Task prompt: Rewrite the lines below as a JSON list of strings, one string per line, skipping blank lines and leaving the pictures out.

Task inputs:
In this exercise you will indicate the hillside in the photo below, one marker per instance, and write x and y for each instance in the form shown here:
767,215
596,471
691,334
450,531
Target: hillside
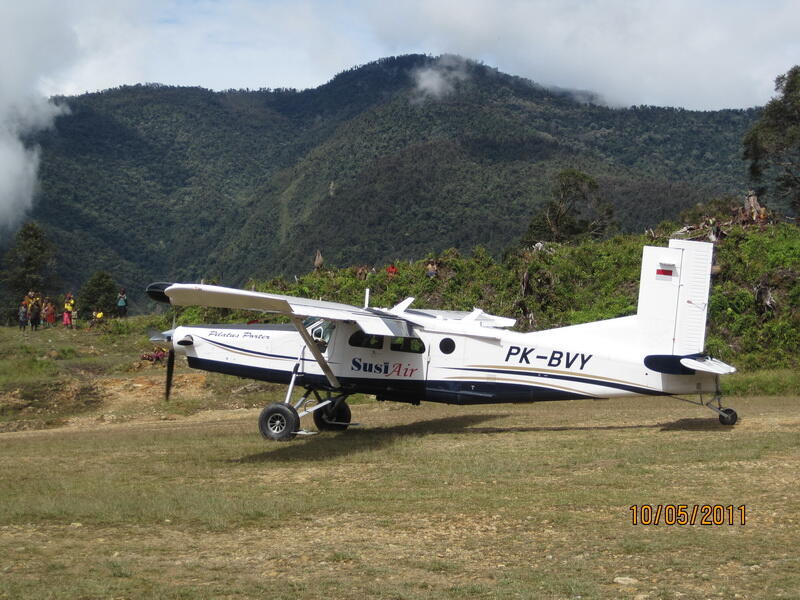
163,183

Final result:
[
  "In this exercise you will indicate the hillside in the photo below, one marker per instance, and write x and y for each instance in the form shown here:",
  "767,215",
  "596,471",
  "691,334",
  "450,531",
  "Target: hillside",
  "163,183"
]